Tuesday, May 31, 2011

Ride

So Sam climbed up the back of Tom's shell as quickly as he could before the pair of old boys swam off.

After a last look at the rock Sam had called home, they passed the corrals and skimmed the edges of the school of sardines.  Soon they arrived at the surface, resting on the quiet side of the foamy wave belt called "the break zone".

Dorothy had just caught a wave and she looked magnificent.  Her boys cheered as she shimmied her body and nosed onto the giant tunnel known as the "green room".  Her slick silver body flew forward like a spring leaf departing the tree while cradling a drop of rain.  She turned back waving to her boys and Sam like a proud champion.

Sam felt an excitement he had never experienced before.  Last time he met Dorothy, high tide had pushed him dangerously close to the shore.  Dorothy had kindly carried him back to the glassy waters behind the surf zone after realizing his pending perils at the beach.  She was just a young dolphin learning to surf then, friendly yet shy, strong yet a bit clumsy.  Sam happily looked on as she expertly taught her boys about waves.   Sam closed his eyes to feel the breeze and shut out the shiny bright sparkles bounced around the surface, imaging a pair of wings carrying him away faster than the waves and higher than the surface of the ocean.
+---+
* STATED TASK:
Write the next part of the "Ride" story about Sam, Tom and Dorothy, picking up after its final sentence.

* DATA SECTION:
+---+
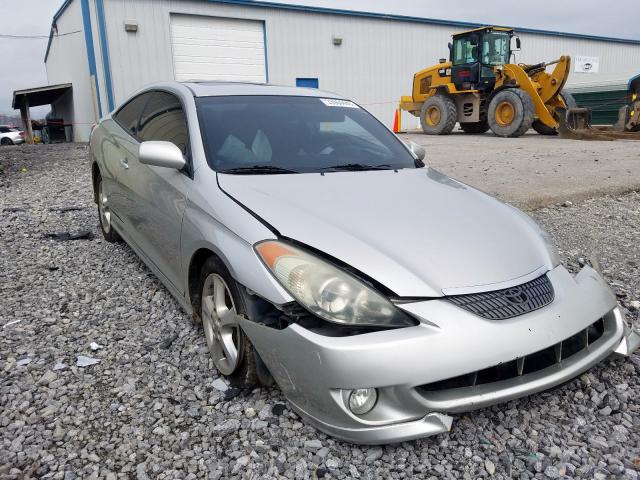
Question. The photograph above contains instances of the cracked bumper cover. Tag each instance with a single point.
(316, 372)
+---+
* RESULT BELOW:
A few seconds later he paused when he realized he had indeed taken flight.  The world darkened despite of his attempts to open his shells wide. He couldn't see or feel the comfortable weight and embrace of salty water.  He smelled of rotten fish, decaying leaves and broken bones and torn branches reminiscent of the shorelines near the beach.   Yet he found no rocks, corrals or sea creatures to cling to, the confinement that carried him, the rising sense of danger, the stifling air smelled of... He realized then he was in the pouch below the mouth of a pelican.   As his consciousness restored, he recalled hearing the anxious screams of his friends below, from Dorothy, from her boys, from Tom and even the faint sound of his neighbors' nervous clicks and clacks.

Though he wanted to scream, cry, punch or bite, he somehow couldn't muster the strength or the will.  What could a little clam do when a giant bird carried you away as his prey?  Even among clams, Sam counted as rather lazy and pessimistic, unwilling to treat life's events as opportunities.  Just look where it had gotten him when he took a chance for the first time in his life!  He should have stayed below the rocks around the corners of darkness, hugging the underbellies of the ocean watching the busy crab scratching away his life, the bits of corral reef before them and everyone elses' ear drums. 

But he wondered, sometimes.  That faint sense of dread visited when every routine was down to sand grain level precisions.  He knew any creature who had a shred of sense would have just ignored it or swam up to the next lively reef.  But some nights, when he found the moon light came in through the waters like a knife piercing through sheets of glass, he felt the silent voice of the "purpose" loomed louder than the oceanic storms and all his neighbors combined.

Well it looked like "purpose" or not, he was about to find out. He sighed deeply as life flashed before him.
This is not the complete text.